▸ **What the task asks**: Count the lines below that carry the word "white". Answer with that number alone.

Supplied information below:

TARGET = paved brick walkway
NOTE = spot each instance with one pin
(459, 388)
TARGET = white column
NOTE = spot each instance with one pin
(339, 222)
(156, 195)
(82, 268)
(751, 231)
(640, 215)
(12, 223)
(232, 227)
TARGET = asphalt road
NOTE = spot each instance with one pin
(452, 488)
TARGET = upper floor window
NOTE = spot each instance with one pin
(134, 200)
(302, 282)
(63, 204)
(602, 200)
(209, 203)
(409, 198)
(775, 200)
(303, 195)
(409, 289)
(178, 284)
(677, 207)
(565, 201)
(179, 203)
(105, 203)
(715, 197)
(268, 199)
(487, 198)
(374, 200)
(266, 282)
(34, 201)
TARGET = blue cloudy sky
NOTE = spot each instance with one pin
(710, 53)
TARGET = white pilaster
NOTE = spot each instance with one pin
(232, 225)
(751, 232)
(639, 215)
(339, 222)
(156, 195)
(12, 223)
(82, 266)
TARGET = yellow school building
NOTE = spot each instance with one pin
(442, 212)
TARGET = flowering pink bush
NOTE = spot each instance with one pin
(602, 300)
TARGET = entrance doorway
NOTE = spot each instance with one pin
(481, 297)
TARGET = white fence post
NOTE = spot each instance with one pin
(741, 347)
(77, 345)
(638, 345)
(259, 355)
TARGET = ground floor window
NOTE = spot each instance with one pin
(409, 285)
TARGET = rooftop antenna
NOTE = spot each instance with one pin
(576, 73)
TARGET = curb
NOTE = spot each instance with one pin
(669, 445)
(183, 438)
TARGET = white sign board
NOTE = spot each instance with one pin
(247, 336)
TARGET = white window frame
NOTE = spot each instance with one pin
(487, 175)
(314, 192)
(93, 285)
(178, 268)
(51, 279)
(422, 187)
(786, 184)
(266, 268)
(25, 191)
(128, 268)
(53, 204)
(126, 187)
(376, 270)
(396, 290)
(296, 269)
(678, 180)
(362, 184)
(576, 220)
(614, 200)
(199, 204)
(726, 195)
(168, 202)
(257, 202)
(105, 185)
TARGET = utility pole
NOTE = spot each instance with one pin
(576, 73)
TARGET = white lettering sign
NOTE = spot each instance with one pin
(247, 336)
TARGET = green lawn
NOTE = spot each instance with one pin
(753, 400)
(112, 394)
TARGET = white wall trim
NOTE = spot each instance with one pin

End of Supplied information.

▸ **Response**: 7